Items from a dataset
======
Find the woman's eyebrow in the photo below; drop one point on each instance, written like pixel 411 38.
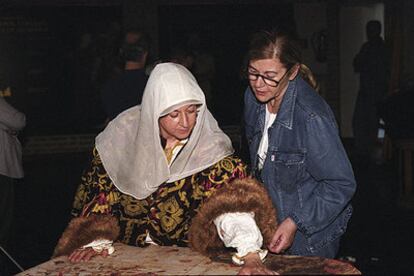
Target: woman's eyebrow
pixel 266 72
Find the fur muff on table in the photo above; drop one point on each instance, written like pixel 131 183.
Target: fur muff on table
pixel 167 260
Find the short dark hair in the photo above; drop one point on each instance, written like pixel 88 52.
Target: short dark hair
pixel 136 49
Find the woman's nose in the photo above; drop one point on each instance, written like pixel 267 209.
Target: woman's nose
pixel 259 82
pixel 184 120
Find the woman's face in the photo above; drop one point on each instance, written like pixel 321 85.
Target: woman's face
pixel 178 124
pixel 268 79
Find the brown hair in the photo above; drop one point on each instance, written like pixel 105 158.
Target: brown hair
pixel 279 44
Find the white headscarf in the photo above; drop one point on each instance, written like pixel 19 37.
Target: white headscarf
pixel 130 146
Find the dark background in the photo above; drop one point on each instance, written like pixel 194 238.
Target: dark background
pixel 56 58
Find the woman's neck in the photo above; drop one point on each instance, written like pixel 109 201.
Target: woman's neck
pixel 273 105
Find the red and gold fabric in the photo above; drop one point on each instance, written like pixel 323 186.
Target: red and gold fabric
pixel 166 214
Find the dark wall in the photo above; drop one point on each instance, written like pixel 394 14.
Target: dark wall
pixel 224 31
pixel 54 60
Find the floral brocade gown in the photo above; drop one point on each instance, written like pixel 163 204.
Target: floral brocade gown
pixel 165 215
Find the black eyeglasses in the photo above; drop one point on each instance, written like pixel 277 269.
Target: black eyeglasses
pixel 268 81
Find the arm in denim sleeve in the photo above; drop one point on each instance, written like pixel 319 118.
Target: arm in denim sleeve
pixel 328 164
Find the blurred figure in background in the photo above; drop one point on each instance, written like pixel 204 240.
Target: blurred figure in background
pixel 373 67
pixel 126 90
pixel 11 122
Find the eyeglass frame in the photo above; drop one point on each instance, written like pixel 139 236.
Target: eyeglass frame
pixel 265 79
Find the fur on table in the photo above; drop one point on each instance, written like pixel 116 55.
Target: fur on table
pixel 241 195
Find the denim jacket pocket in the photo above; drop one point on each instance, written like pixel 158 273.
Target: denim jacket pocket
pixel 287 166
pixel 333 232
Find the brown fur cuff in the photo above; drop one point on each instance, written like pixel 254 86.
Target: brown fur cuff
pixel 83 230
pixel 241 195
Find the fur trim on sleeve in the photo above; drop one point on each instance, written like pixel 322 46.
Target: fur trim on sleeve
pixel 241 195
pixel 83 230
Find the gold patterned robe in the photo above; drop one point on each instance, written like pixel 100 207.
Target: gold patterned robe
pixel 166 214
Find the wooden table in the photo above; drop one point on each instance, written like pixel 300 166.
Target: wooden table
pixel 159 260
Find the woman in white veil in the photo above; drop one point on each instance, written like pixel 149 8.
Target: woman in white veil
pixel 152 167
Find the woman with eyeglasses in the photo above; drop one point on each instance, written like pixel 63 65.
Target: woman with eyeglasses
pixel 295 149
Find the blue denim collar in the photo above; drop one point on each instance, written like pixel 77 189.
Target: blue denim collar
pixel 287 107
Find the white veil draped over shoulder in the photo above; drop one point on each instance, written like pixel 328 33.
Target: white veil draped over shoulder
pixel 130 146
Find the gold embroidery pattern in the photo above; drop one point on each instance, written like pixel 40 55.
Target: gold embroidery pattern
pixel 166 214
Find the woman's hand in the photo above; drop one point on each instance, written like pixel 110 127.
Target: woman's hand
pixel 284 236
pixel 84 255
pixel 254 266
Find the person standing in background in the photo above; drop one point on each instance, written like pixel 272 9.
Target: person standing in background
pixel 11 122
pixel 126 90
pixel 372 64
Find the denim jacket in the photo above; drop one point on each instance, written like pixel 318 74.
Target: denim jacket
pixel 306 171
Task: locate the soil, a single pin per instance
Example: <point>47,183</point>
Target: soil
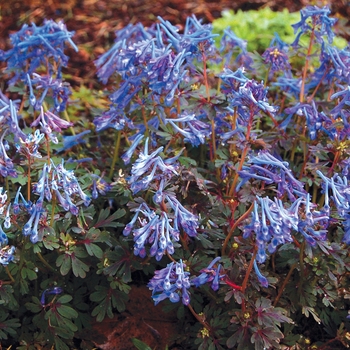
<point>95,22</point>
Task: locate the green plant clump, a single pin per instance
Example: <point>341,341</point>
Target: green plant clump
<point>216,176</point>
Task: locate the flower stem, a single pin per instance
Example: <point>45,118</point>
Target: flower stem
<point>9,274</point>
<point>249,270</point>
<point>234,226</point>
<point>280,291</point>
<point>115,154</point>
<point>42,259</point>
<point>200,319</point>
<point>306,66</point>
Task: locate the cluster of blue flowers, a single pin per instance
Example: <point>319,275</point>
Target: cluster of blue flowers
<point>173,282</point>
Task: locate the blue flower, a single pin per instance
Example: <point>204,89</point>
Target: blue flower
<point>7,255</point>
<point>152,161</point>
<point>113,118</point>
<point>29,146</point>
<point>99,186</point>
<point>209,275</point>
<point>6,165</point>
<point>128,154</point>
<point>231,43</point>
<point>153,229</point>
<point>38,46</point>
<point>60,91</point>
<point>183,217</point>
<point>195,131</point>
<point>49,123</point>
<point>171,282</point>
<point>265,167</point>
<point>54,291</point>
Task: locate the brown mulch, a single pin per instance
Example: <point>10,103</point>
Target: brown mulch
<point>95,21</point>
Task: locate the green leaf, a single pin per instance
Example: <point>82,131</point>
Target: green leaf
<point>65,262</point>
<point>64,299</point>
<point>94,250</point>
<point>67,311</point>
<point>105,221</point>
<point>79,268</point>
<point>140,345</point>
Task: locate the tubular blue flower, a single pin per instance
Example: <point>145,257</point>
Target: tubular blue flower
<point>144,163</point>
<point>31,227</point>
<point>7,222</point>
<point>3,237</point>
<point>128,154</point>
<point>232,80</point>
<point>29,146</point>
<point>7,255</point>
<point>274,227</point>
<point>50,122</point>
<point>35,46</point>
<point>195,131</point>
<point>171,282</point>
<point>6,165</point>
<point>209,275</point>
<point>266,167</point>
<point>183,217</point>
<point>52,291</point>
<point>73,140</point>
<point>316,121</point>
<point>99,186</point>
<point>195,34</point>
<point>230,44</point>
<point>262,279</point>
<point>340,191</point>
<point>13,122</point>
<point>112,60</point>
<point>153,229</point>
<point>58,89</point>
======
● **Exercise objective**
Every line above should be returned exactly; the pictures stay out.

● **Written response**
Find the woman's eyebrow in the photo below; drop one point on each instance, written like pixel 411 38.
Target: woman's eyebrow
pixel 266 72
Find the fur muff on table in the photo above; drop one point on each instance, written like pixel 131 183.
Target: fur muff on table
pixel 167 260
Find the short dark hair in the photo above; drop one point on each instance, written like pixel 88 52.
Target: short dark hair
pixel 136 49
Find the woman's nose in the photo above; drop one point on each instance, written like pixel 267 209.
Target: woman's nose
pixel 259 82
pixel 184 120
Find the woman's face in the photo above; drop one point on each instance, written like pixel 321 85.
Target: woman's face
pixel 178 124
pixel 268 79
Find the brown hair in the photo above; drop one point on each instance, written like pixel 105 158.
Target: brown hair
pixel 279 44
Find the white headscarf in the photo above; drop one point on each instance, written like pixel 19 37.
Target: white headscarf
pixel 130 146
Find the dark background in the photo above; drop one point on each instance, written like pixel 194 238.
Target: dark background
pixel 56 58
Find the woman's neck in the photo above; drop one point on each instance, written like pixel 109 201.
Target: woman's neck
pixel 273 105
Find the red and gold fabric in the photo above; drop one point on each instance, written like pixel 323 186.
Target: red and gold fabric
pixel 166 214
Find the dark wall in the photo above; drop one point on each instance, written like pixel 394 14.
Target: dark wall
pixel 224 31
pixel 54 60
Find the floral brocade gown in the photo above; drop one point on each instance, written like pixel 163 204.
Target: floral brocade gown
pixel 165 215
Find the black eyeglasses in the photo above; drop one point on each instance, written like pixel 277 269.
Target: black eyeglasses
pixel 268 81
Find the arm in denim sleeve in the photo above; drop one point on each instance, written like pixel 319 118.
Target: arm in denim sleeve
pixel 328 164
Find the blurred figure in background in the photo above; drop one point on each instance, written like pixel 204 240.
Target: blurred figure in background
pixel 373 67
pixel 126 90
pixel 11 122
Find the eyeglass frame in the photo above; drop one point on each instance, written like pixel 139 236.
Target: eyeglass frame
pixel 265 79
Find the fur on table in the photo above; drop one point on each instance, written like pixel 116 55.
Target: fur on table
pixel 241 195
Find the denim jacket pocket in the photo above; drop one point on each instance, written like pixel 158 273.
Target: denim jacket pocket
pixel 287 166
pixel 333 232
Find the brown fur cuff in the photo above; drop one point on each instance, written like pixel 254 86.
Target: brown fur cuff
pixel 83 230
pixel 241 195
Find the fur trim on sleeve in the photo above; drop one point on each instance, written like pixel 322 46.
Target: fur trim on sleeve
pixel 241 195
pixel 83 230
Find the gold patterned robe in the photo above; drop one point on each instance, written like pixel 100 207.
Target: gold patterned robe
pixel 166 214
Find the wooden table in the photo above; drop one point on each instance, written like pixel 300 166.
Target: wooden table
pixel 159 260
Find the woman in white veil in the photo above; drop one point on each instance, written like pixel 149 8.
Target: woman in white veil
pixel 152 167
Find the woman with eyeglasses in the photo above; drop one point on each instance, written like pixel 63 65.
Target: woman with eyeglasses
pixel 295 149
Find the blue denim collar in the photo above; drop one point on each instance, written like pixel 77 189.
Target: blue denim collar
pixel 287 107
Find the white veil draped over shoulder in the photo above; drop one point on each instance, written like pixel 328 33.
Target: white veil draped over shoulder
pixel 130 146
Find the gold embroidery pattern in the photo above; drop one point on each instance, written like pixel 40 55.
Target: gold embroidery pattern
pixel 166 214
Find the woman's hand in the photo above; drop one point on each instance, written like pixel 110 127.
Target: woman's hand
pixel 284 236
pixel 84 255
pixel 254 266
Find the person standing in background in the photo above; drop one point on each instance, written like pixel 272 9.
Target: person standing in background
pixel 11 122
pixel 126 90
pixel 372 64
Find the denim jacket in the photo above; drop one point on each instance, written like pixel 318 74.
Target: denim jacket
pixel 306 171
Task: locate the soil, a single pin per instance
Example: <point>47,183</point>
Target: soil
<point>95,22</point>
Task: locate the green plant clump, a single pin per instance
Example: <point>341,341</point>
Target: green plant clump
<point>216,176</point>
Task: locate the flower stem, a single pin per instance
Example: <point>45,118</point>
Target: flower stem
<point>9,274</point>
<point>249,270</point>
<point>234,226</point>
<point>280,291</point>
<point>115,154</point>
<point>42,259</point>
<point>200,319</point>
<point>306,66</point>
Task: locate the cluster of blue flowers, a single pin per instance
Example: <point>319,275</point>
Target: cluster of blue flowers
<point>173,282</point>
Task: locate the blue flower, a single pin per instance
Example: <point>204,89</point>
Target: blue flower
<point>7,255</point>
<point>152,161</point>
<point>113,118</point>
<point>29,146</point>
<point>99,186</point>
<point>209,275</point>
<point>6,165</point>
<point>128,154</point>
<point>231,43</point>
<point>153,229</point>
<point>38,46</point>
<point>60,91</point>
<point>183,217</point>
<point>195,131</point>
<point>49,123</point>
<point>171,282</point>
<point>265,167</point>
<point>54,291</point>
Task: locate the brown mulch, a single pin per instance
Example: <point>10,103</point>
Target: brown mulch
<point>95,21</point>
Task: locate the green leaf, a single pin per instance
Example: <point>82,131</point>
Target: green leaf
<point>65,262</point>
<point>64,299</point>
<point>94,250</point>
<point>67,311</point>
<point>105,221</point>
<point>79,268</point>
<point>140,345</point>
Task: locate the tubular blue flower, a single pin per instance
Example: <point>145,257</point>
Target: tubular blue flower
<point>144,163</point>
<point>31,227</point>
<point>7,222</point>
<point>3,237</point>
<point>128,154</point>
<point>232,80</point>
<point>29,146</point>
<point>7,255</point>
<point>274,227</point>
<point>50,122</point>
<point>35,46</point>
<point>195,131</point>
<point>171,282</point>
<point>6,165</point>
<point>209,275</point>
<point>266,167</point>
<point>183,217</point>
<point>52,291</point>
<point>73,140</point>
<point>316,121</point>
<point>99,186</point>
<point>195,34</point>
<point>230,44</point>
<point>262,279</point>
<point>340,191</point>
<point>13,122</point>
<point>112,60</point>
<point>153,229</point>
<point>58,89</point>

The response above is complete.